**TASK INSTRUCTIONS**
A - Answer these questions from the text on African publishing:
(i) Who is the CEO of East African Educational Publishers?
(ii) Which company is credited with opening up the audiobook sector on the continent?
(iii) Whose work does the text credit for the existence of the Kenyan rights session at the Nairobi International Book Fair?
B - Pick up the text on African publishers and digital opportunity after its final sentence, and write its continuation.

**SELECTED TEXT**
Kenya’s East African Educational Publishers CEO Kiarie Kamau, MKIM added that publishers are ” ‘keen to train our editors in editing, but we gloss over the intricacies of contracts.’ Publishers, he said, often don’t exploit rights including those from film or theater out of fear of losing control to ‘rogue publishers.’ “
(MW – Even ten years ago the opportunities for African publishers to exploit their IPs internationally was limited. Audio, streaming, online-reading, digital comics, even ebooks were still either in their infancy or being constrained. Access to digital publishing was limited by the reality that the big western ebook players simply did not operate in most of Africa.
But while that’s still true – try accessing the Kindle store or Google Play Books or Apple Books from most African countries – alternatives abound. Look at the way YouScribe has single-handedly transformed Africa’s digital books streaming sector, or the way Ama Dadson‘s Akoo Books Audio has opened up the audiobook sector on the continent. And of course the Kenyan rights session at the Nairobi International Book fair only exists because of the stellar work of eKitabu.)
So much more to read in Olivia Snaije’s OP over at Publishing Perspectives.
But let me wind up this post with a reminder of the digital statistics many African publishers seem unaware of, and that inhibits them from embracing the digital opportunity.

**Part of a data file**
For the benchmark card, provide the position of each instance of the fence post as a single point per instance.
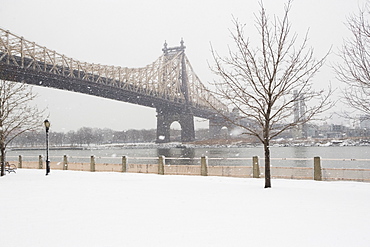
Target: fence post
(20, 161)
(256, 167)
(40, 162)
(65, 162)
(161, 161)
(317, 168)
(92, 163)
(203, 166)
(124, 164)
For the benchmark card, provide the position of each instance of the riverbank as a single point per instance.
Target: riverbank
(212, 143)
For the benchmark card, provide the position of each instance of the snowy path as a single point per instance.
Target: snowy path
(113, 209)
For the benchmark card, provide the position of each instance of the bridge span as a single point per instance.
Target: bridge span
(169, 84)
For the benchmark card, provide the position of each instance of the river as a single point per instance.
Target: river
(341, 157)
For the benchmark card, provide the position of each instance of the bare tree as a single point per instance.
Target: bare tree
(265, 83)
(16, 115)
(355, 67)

==

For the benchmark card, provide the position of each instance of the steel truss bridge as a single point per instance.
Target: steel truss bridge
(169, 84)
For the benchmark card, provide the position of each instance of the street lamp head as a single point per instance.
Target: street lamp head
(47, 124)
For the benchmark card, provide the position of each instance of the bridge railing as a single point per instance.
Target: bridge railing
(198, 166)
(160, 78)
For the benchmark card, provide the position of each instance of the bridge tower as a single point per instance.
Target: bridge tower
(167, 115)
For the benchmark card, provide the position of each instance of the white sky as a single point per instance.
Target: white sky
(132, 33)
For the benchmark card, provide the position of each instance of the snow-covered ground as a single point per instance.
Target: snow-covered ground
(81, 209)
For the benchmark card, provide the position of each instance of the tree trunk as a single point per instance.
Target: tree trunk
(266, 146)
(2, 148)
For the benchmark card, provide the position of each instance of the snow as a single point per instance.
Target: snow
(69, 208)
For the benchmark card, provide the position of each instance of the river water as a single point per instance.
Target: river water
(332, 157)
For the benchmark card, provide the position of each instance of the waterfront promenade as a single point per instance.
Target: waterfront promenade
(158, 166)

**PER-TASK ANSWERS**
A -
(i) Kiarie Kamau
(ii) Ama Dadson's Akoo Books Audio
(iii) eKitabu

B -
In 2010 there were just 53 million people online across the entire African continent. Today Egypt alone has more internet users than that. And Kenya is not far behind, up from 3 million internet users in 2010 to almost 47 million today.
All told, there are over 600 million Africans online in 2023, and around the world a total of 5 billion people have a device in their hands that, by definition, could be used for reading African ebooks, listening to African audiobooks, reading African literature online, and bringing global revenue and recognition to African publishers and African authors.
Opportunity abounds. Understanding of that opportunity, and understanding how that opportunity might be exploited, as we see from the Kenyan rights fair, is still sorely lacking.
African Publishers Network (APNET) and and other publishing organisations are doing their best to bring about that understanding, but there’s still much to be done to enable Africa to take its rightful place at the international publishing table.